TASK PROMPT
Without the pictures, copy the entries below word for word.

═══ RECORDS FOR THIS TASK ═══

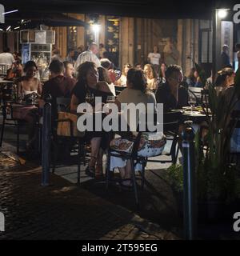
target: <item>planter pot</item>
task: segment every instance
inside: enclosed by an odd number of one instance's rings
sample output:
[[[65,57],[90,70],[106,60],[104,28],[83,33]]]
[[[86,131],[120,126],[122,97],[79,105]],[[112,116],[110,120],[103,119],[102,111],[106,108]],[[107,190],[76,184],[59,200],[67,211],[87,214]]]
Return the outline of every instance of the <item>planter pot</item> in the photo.
[[[183,218],[183,194],[175,193],[178,207],[178,215]],[[198,220],[199,223],[231,221],[234,214],[240,211],[240,200],[227,203],[221,200],[199,201],[197,205]]]

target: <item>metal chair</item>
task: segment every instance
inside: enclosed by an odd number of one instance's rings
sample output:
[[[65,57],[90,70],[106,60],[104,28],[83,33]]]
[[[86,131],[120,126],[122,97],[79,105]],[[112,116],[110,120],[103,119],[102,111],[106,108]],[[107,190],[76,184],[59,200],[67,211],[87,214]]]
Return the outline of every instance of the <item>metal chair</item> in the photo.
[[[2,105],[2,123],[1,130],[0,146],[2,145],[3,135],[5,126],[14,126],[17,127],[17,154],[19,154],[19,137],[20,137],[20,127],[26,125],[26,122],[24,120],[16,119],[13,117],[13,82],[7,83],[5,86],[1,88]]]
[[[115,86],[115,93],[116,95],[118,95],[124,89],[126,89],[126,87],[125,86]]]
[[[147,130],[147,119],[146,122],[146,132],[148,132]],[[154,122],[156,122],[157,117],[154,114]],[[107,168],[106,168],[106,188],[108,188],[108,184],[111,182],[110,181],[110,157],[117,157],[124,158],[126,160],[130,160],[131,163],[131,181],[134,186],[134,197],[135,197],[135,202],[137,206],[139,206],[138,201],[138,188],[137,188],[137,182],[136,182],[136,175],[135,175],[135,170],[134,166],[136,163],[141,162],[142,164],[142,170],[141,173],[141,180],[142,180],[142,189],[144,188],[145,184],[145,167],[146,166],[147,162],[160,162],[160,163],[166,163],[166,162],[172,162],[176,163],[177,158],[178,154],[178,146],[176,149],[176,146],[178,143],[178,128],[179,128],[179,113],[165,113],[163,116],[163,132],[166,136],[166,139],[172,141],[172,145],[170,148],[170,151],[169,154],[165,155],[170,156],[170,160],[152,160],[148,159],[146,157],[141,157],[138,155],[138,149],[140,143],[141,135],[142,132],[138,132],[138,136],[134,139],[129,139],[132,141],[133,143],[133,150],[130,153],[118,151],[114,149],[109,148],[108,150],[108,156],[107,156]]]
[[[57,109],[58,109],[58,114],[62,114],[64,115],[64,113],[67,116],[70,114],[69,110],[70,110],[70,98],[57,98],[56,99],[57,102]],[[56,169],[56,162],[57,158],[58,155],[58,150],[59,150],[59,146],[60,146],[60,140],[64,140],[65,142],[68,144],[71,144],[74,142],[77,142],[77,147],[72,146],[70,150],[70,154],[71,152],[78,152],[78,184],[80,184],[80,170],[81,170],[81,158],[83,156],[83,164],[85,164],[86,159],[85,159],[85,139],[84,136],[76,136],[74,134],[74,126],[76,126],[76,123],[73,122],[70,118],[57,118],[55,120],[56,126],[53,128],[53,146],[54,146],[54,158],[53,158],[53,166],[52,166],[52,172],[54,173]],[[58,125],[62,123],[67,124],[69,127],[69,133],[68,134],[65,135],[59,135],[58,134]]]

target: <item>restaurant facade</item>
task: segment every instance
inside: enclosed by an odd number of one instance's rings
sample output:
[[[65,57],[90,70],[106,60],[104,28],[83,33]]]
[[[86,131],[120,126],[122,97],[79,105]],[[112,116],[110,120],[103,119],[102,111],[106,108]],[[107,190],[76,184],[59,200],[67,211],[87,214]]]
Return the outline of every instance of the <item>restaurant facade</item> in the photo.
[[[55,45],[64,58],[70,49],[84,49],[95,39],[94,24],[99,26],[98,43],[102,43],[115,66],[122,68],[125,63],[144,64],[154,46],[158,46],[162,57],[170,38],[178,53],[176,64],[182,66],[186,74],[192,67],[192,61],[206,66],[211,63],[211,22],[199,19],[156,19],[109,16],[86,14],[64,14],[81,20],[86,26],[46,26],[55,30]],[[0,31],[0,41],[12,52],[21,51],[19,31]],[[0,45],[2,50],[4,43]],[[206,69],[208,66],[206,66]]]

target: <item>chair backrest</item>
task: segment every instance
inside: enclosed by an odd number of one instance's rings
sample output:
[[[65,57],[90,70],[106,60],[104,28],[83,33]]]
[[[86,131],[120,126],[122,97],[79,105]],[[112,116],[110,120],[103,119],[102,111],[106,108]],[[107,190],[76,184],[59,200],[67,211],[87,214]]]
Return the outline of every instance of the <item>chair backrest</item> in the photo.
[[[71,99],[70,98],[59,97],[56,99],[58,112],[68,111],[70,110]]]
[[[177,133],[179,128],[181,112],[166,112],[163,114],[163,133]]]
[[[7,70],[10,69],[11,65],[0,64],[0,75],[6,75]]]
[[[198,102],[200,102],[201,100],[201,90],[202,90],[202,88],[199,88],[199,87],[192,87],[190,86],[188,87],[188,94],[190,97],[191,97],[192,95],[194,95]]]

═══

WRITTEN ANSWER
target: <item>planter pot</item>
task: segment every instance
inside: enclosed by an odd number of one instance's rings
sample output:
[[[65,57],[90,70],[106,60],[104,28],[83,33]]]
[[[86,131],[120,126],[122,97],[79,105]],[[112,116],[110,120],[103,119],[102,111],[106,108]],[[107,190],[76,184],[59,200],[67,211],[87,214]]]
Return the outline of every instance of the <item>planter pot</item> in the photo.
[[[183,218],[183,194],[175,193],[178,207],[178,215]],[[198,220],[199,223],[231,221],[234,214],[240,211],[240,200],[227,203],[221,200],[199,201],[197,205]]]

target: <item>metal chair</item>
task: segment every instance
inside: enclosed by an odd number of one instance's rings
sample output:
[[[65,57],[90,70],[106,60],[104,28],[83,33]]]
[[[86,131],[120,126],[122,97],[79,105]],[[112,116],[110,120],[103,119],[102,111],[106,108]],[[107,190],[76,184],[59,200],[67,211],[87,214]]]
Return the outline of every instance of the <item>metal chair</item> in the photo.
[[[2,105],[2,123],[1,130],[0,146],[2,145],[3,135],[5,126],[14,126],[17,127],[17,154],[19,154],[19,137],[20,137],[20,127],[26,125],[26,122],[24,120],[16,119],[13,117],[13,82],[7,83],[5,86],[1,88]]]
[[[115,86],[115,93],[116,95],[118,95],[124,89],[126,89],[126,87],[125,86]]]
[[[147,130],[147,119],[146,122],[146,132],[148,132]],[[154,122],[156,122],[157,117],[154,114]],[[107,168],[106,168],[106,188],[108,188],[108,184],[111,182],[110,181],[110,157],[117,157],[124,158],[126,160],[130,160],[131,163],[131,181],[134,186],[134,197],[135,197],[135,202],[137,206],[139,206],[138,201],[138,188],[137,188],[137,182],[136,182],[136,175],[135,175],[135,170],[134,166],[136,163],[141,162],[142,164],[142,170],[141,173],[141,180],[142,180],[142,189],[144,188],[145,184],[145,167],[146,166],[147,162],[160,162],[160,163],[166,163],[166,162],[172,162],[176,163],[177,158],[178,154],[178,146],[176,149],[176,146],[178,143],[178,128],[179,128],[179,113],[165,113],[163,116],[163,132],[166,136],[166,139],[172,141],[172,145],[170,148],[170,151],[169,154],[165,155],[170,156],[170,160],[152,160],[148,159],[146,157],[141,157],[138,155],[138,149],[140,143],[141,135],[142,132],[138,132],[138,136],[134,139],[129,139],[132,141],[133,143],[133,150],[130,153],[118,151],[114,149],[109,148],[108,150],[108,156],[107,156]]]
[[[57,109],[58,109],[58,114],[62,114],[64,115],[64,113],[67,116],[70,114],[69,110],[70,110],[70,98],[57,98],[56,99],[57,102]],[[56,169],[56,162],[57,158],[58,155],[58,150],[59,150],[59,146],[60,146],[60,140],[64,140],[65,142],[68,144],[71,144],[74,142],[77,142],[77,147],[72,146],[70,150],[70,154],[71,152],[78,152],[78,184],[80,184],[80,170],[81,170],[81,158],[83,156],[83,164],[85,164],[86,159],[85,159],[85,139],[84,136],[76,136],[74,134],[74,126],[76,126],[76,123],[73,122],[70,118],[57,118],[55,120],[56,126],[53,128],[53,146],[54,146],[54,158],[53,158],[53,166],[52,166],[52,172],[54,173]],[[58,125],[62,123],[67,124],[69,127],[69,133],[68,134],[65,135],[59,135],[58,134]]]

target: <item>restaurant facade</item>
task: segment every instance
inside: enclosed by an odd number of one instance's rings
sample output:
[[[65,57],[90,70],[106,60],[104,28],[83,33]]]
[[[86,131],[120,126],[122,97],[79,105]],[[112,116],[110,120],[103,119],[102,111],[106,108]],[[107,190],[76,184],[59,200],[67,211],[87,214]]]
Return the outline of every instance of the <item>restaurant facade</item> in the photo.
[[[55,45],[64,58],[70,49],[84,49],[95,39],[94,24],[99,26],[98,43],[102,43],[115,66],[122,68],[125,63],[144,64],[154,46],[158,46],[162,57],[170,38],[178,53],[176,64],[182,66],[186,74],[192,67],[192,61],[206,66],[211,63],[211,22],[199,19],[156,19],[109,16],[86,14],[64,14],[81,20],[86,26],[46,26],[55,30]],[[0,31],[0,41],[12,52],[21,51],[19,31]],[[0,45],[2,50],[4,43]],[[206,69],[208,66],[206,66]]]

target: <item>chair backrest</item>
task: segment every instance
inside: enclosed by an odd number of one instance's rings
sample output:
[[[65,57],[90,70],[106,60],[104,28],[83,33]]]
[[[86,131],[120,126],[122,97],[79,105]],[[112,116],[110,120],[103,119],[102,111],[106,108]],[[107,190],[76,184],[59,200],[67,211],[87,214]]]
Return the outline of every instance of the <item>chair backrest</item> in the photo.
[[[71,99],[70,98],[59,97],[56,99],[58,112],[68,111],[70,110]]]
[[[177,133],[179,128],[181,112],[166,112],[163,114],[163,133]]]
[[[7,70],[10,69],[11,65],[0,64],[0,75],[6,75]]]
[[[198,102],[200,102],[201,100],[201,90],[202,90],[202,88],[199,88],[199,87],[192,87],[190,86],[188,87],[188,94],[190,97],[191,97],[192,95],[194,95]]]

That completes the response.